- **Task objective**: The entries below should be output exactly as written.

- **Input**:
--- START ---

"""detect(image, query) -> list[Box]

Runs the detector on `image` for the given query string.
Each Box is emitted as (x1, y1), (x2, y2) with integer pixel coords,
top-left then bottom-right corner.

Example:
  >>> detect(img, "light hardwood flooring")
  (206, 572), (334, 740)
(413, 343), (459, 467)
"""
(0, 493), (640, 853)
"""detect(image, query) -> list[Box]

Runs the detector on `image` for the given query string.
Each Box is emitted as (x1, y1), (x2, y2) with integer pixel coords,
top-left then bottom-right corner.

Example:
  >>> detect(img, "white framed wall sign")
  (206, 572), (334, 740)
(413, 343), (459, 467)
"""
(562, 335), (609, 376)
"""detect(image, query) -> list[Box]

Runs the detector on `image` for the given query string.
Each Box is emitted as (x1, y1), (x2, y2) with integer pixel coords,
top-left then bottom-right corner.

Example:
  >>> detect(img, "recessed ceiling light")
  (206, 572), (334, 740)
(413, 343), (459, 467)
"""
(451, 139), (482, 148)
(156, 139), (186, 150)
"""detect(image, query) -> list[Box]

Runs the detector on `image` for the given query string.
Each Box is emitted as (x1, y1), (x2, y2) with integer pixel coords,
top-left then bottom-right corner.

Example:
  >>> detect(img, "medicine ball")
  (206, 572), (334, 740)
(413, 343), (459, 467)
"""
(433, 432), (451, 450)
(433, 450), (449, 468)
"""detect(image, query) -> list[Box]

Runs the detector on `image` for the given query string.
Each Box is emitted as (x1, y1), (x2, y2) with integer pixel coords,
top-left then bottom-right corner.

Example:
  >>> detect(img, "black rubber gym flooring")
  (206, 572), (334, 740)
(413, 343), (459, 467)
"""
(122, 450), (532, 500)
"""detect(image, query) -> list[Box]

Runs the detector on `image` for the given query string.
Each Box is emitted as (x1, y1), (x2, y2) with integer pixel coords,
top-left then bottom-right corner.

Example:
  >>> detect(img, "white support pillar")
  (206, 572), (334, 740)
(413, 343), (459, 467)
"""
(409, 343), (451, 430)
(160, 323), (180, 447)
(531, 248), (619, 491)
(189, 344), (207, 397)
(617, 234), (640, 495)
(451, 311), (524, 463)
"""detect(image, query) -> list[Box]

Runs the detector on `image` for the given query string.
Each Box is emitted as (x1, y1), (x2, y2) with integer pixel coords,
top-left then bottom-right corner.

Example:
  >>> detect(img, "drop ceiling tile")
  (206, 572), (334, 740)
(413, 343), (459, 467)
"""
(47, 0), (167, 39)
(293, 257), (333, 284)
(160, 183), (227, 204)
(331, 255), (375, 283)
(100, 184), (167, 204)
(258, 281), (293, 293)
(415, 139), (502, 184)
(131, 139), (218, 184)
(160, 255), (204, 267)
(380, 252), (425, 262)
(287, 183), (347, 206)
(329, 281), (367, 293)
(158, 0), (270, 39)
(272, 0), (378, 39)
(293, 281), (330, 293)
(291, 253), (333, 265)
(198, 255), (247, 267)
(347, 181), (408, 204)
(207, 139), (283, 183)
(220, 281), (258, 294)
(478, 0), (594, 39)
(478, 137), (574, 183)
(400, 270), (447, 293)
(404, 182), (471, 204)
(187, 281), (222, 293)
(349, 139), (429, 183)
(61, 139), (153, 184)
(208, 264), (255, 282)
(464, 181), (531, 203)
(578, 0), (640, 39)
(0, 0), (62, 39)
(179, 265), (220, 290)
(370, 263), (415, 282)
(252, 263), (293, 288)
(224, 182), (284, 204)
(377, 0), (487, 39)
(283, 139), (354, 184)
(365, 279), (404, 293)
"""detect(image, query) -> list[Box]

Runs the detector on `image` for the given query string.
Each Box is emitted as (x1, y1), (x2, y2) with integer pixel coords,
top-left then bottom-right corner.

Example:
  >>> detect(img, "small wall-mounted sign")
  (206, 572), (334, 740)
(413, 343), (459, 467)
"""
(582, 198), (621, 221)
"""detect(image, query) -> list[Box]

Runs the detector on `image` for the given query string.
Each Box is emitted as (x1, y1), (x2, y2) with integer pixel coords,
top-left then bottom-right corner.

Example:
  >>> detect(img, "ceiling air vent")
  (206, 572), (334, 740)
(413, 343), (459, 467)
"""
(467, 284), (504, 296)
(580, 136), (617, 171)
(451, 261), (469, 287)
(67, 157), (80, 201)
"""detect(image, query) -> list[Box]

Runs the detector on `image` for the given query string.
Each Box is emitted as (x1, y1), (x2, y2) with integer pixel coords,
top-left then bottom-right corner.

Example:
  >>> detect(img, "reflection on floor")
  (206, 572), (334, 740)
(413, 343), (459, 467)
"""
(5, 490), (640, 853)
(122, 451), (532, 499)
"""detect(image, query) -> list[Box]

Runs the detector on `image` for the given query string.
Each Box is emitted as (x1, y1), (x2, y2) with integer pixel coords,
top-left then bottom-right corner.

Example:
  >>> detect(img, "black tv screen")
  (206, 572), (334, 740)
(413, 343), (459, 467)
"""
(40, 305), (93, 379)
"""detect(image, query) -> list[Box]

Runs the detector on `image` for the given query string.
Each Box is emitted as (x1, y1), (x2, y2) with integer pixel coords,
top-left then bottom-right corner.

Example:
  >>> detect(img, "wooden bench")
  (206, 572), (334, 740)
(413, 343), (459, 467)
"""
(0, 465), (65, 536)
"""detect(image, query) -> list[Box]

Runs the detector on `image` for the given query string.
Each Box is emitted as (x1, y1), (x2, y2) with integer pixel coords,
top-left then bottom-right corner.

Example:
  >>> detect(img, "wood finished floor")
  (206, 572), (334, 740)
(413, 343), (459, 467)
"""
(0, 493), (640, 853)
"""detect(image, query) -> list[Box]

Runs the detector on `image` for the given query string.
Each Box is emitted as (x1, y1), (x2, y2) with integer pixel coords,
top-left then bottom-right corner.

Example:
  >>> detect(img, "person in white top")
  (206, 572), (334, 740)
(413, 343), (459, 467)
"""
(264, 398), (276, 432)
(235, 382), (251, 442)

--- END ---

- **Reply to the task**:
"""detect(image, query) -> list[Box]

Runs the detector on `image` for the given query string.
Each Box is emitted as (x1, y1), (x2, y2) with integer pixel coords,
top-left then bottom-right corner.

Example:
  >>> detect(img, "light hardwood flooring")
  (206, 572), (334, 740)
(413, 343), (459, 467)
"""
(0, 493), (640, 853)
"""detect(image, query) -> list[Box]

Runs the detector on `image` for the given query string.
Each Box is emitted as (x1, y1), (x2, y2) with integer pixel coords,
top-left then bottom-right corner.

Example:
  >>> detect(img, "white framed wall sign")
  (206, 572), (334, 740)
(413, 343), (459, 467)
"""
(562, 335), (609, 376)
"""detect(image, query) -> list[Box]

Runs the detector on `image` for the given query string.
Each Box is emitted as (x1, y1), (x2, y2) with integer pixel coords,
top-left then bottom-right corner.

Example:
  >>> detect(img, "recessed ceiling light")
  (206, 572), (334, 740)
(413, 343), (459, 467)
"""
(451, 139), (482, 148)
(156, 139), (186, 150)
"""detect(image, query) -> list[Box]

Runs the detector on `image` for the given query string.
Each Box is emitted as (x1, y1), (x2, y2) with integer pixel coords,
top-left then bottom-right corner.

Example:
  >>> detect(img, "medicine ball")
  (206, 572), (334, 740)
(413, 343), (459, 467)
"""
(433, 432), (451, 450)
(433, 450), (449, 468)
"""detect(image, query) -> list[Box]

Runs the detector on `image` for the given query string.
Each Box is emitted as (x1, y1), (x2, y2) with integer pixel coords,
top-left then bottom-right corner.

Example:
  >>> detect(img, "black rubber gym flooring")
  (206, 572), (334, 740)
(413, 343), (459, 467)
"""
(122, 450), (532, 500)
"""detect(image, query) -> list[Box]

Runs the detector on `image` for the given query string.
Each Box is emitted as (x1, y1), (x2, y2) with integer pixel coords,
top-left then bottom-right corner.

Example:
  >>> detect(img, "white support pillar")
  (206, 572), (334, 740)
(413, 343), (459, 467)
"""
(409, 343), (451, 430)
(160, 323), (180, 447)
(531, 248), (619, 491)
(189, 344), (207, 397)
(617, 234), (640, 495)
(451, 311), (524, 463)
"""detect(image, query) -> list[Box]

Runs the detector on `image` for the given query string.
Each Box is emitted as (x1, y1), (x2, y2) with integer pixel coords,
top-left then bottom-right corner.

Example:
  >>> detect(img, "drop ceiling tile")
  (206, 572), (334, 740)
(413, 343), (459, 467)
"""
(47, 0), (167, 39)
(293, 257), (333, 284)
(160, 183), (227, 204)
(331, 255), (375, 283)
(100, 184), (167, 204)
(258, 281), (293, 293)
(415, 139), (502, 184)
(131, 139), (218, 184)
(160, 255), (204, 267)
(380, 252), (425, 262)
(287, 183), (347, 206)
(329, 281), (367, 293)
(158, 0), (270, 39)
(272, 0), (378, 39)
(293, 281), (330, 293)
(291, 253), (333, 265)
(198, 255), (247, 267)
(347, 181), (408, 204)
(207, 139), (283, 183)
(220, 281), (258, 294)
(478, 0), (594, 39)
(478, 137), (574, 183)
(400, 270), (447, 293)
(404, 182), (471, 204)
(187, 281), (222, 293)
(349, 139), (429, 183)
(61, 139), (153, 184)
(208, 264), (255, 282)
(464, 181), (531, 203)
(578, 0), (640, 39)
(0, 0), (62, 39)
(179, 265), (220, 290)
(370, 263), (415, 282)
(252, 263), (293, 288)
(224, 182), (284, 204)
(377, 0), (487, 39)
(283, 139), (354, 184)
(365, 279), (404, 293)
"""detect(image, query) -> list[Box]

Runs the detector on `image` for the given query string.
Each Box is emitted as (x1, y1), (x2, y2) with integer pixel coords,
top-left then bottom-right corner.

Example:
  >>> detect(img, "small wall-mounted sign")
  (206, 572), (334, 740)
(413, 343), (459, 467)
"""
(582, 198), (621, 221)
"""detect(image, query) -> list[Box]

Runs the detector on `image` for the given query string.
Each Box is emitted as (x1, y1), (x2, y2) with integer pixel coords,
top-left then bottom-right corner.

Example:
  >>> detect(img, "ceiling air vent")
  (206, 572), (334, 740)
(413, 343), (459, 467)
"""
(467, 284), (504, 296)
(580, 136), (617, 171)
(451, 261), (469, 287)
(67, 157), (80, 201)
"""detect(image, query) -> list[Box]

Runs the detector on `image` for the given query string.
Each Box is emitted as (x1, y1), (x2, y2) with integer pixel coords,
top-left then bottom-right corner.

Example:
  >>> detect(img, "reflection on floor")
  (206, 572), (334, 740)
(413, 343), (459, 467)
"""
(5, 490), (640, 853)
(122, 451), (532, 499)
"""detect(image, query) -> list[Box]

Runs the detector on `image` for the given query string.
Each Box is emitted as (x1, y1), (x2, y2) with integer pixel coords,
top-left then bottom-right corner.

Example:
  >>> detect(img, "black tv screen")
  (206, 572), (334, 740)
(413, 343), (459, 467)
"""
(40, 305), (93, 379)
"""detect(image, query) -> list[Box]

Runs the detector on `image` for the given query string.
Each Box is emitted as (x1, y1), (x2, y2) with integer pixel coords,
top-left then bottom-right corner.

Example:
  >>> detect(img, "wooden bench")
  (206, 572), (334, 740)
(413, 343), (459, 467)
"""
(0, 465), (65, 536)
"""detect(image, query) -> list[Box]

Runs the detector on `image` for the given query string.
Each Box is emitted as (x1, y1), (x2, y2) with integer pixel coords,
top-left then bottom-right corner.

Example:
  >>> detect(img, "wood finished floor")
  (206, 572), (334, 740)
(413, 343), (459, 467)
"""
(0, 493), (640, 853)
"""detect(image, query) -> list[Box]

Runs the detector on `image` for the given query string.
Each Box is emitted as (x1, y1), (x2, y2) with integer pixel coords,
top-left then bottom-right corner.

Example:
  >>> detect(img, "person in white top")
  (206, 572), (334, 740)
(413, 343), (459, 467)
"""
(264, 398), (276, 432)
(235, 382), (251, 442)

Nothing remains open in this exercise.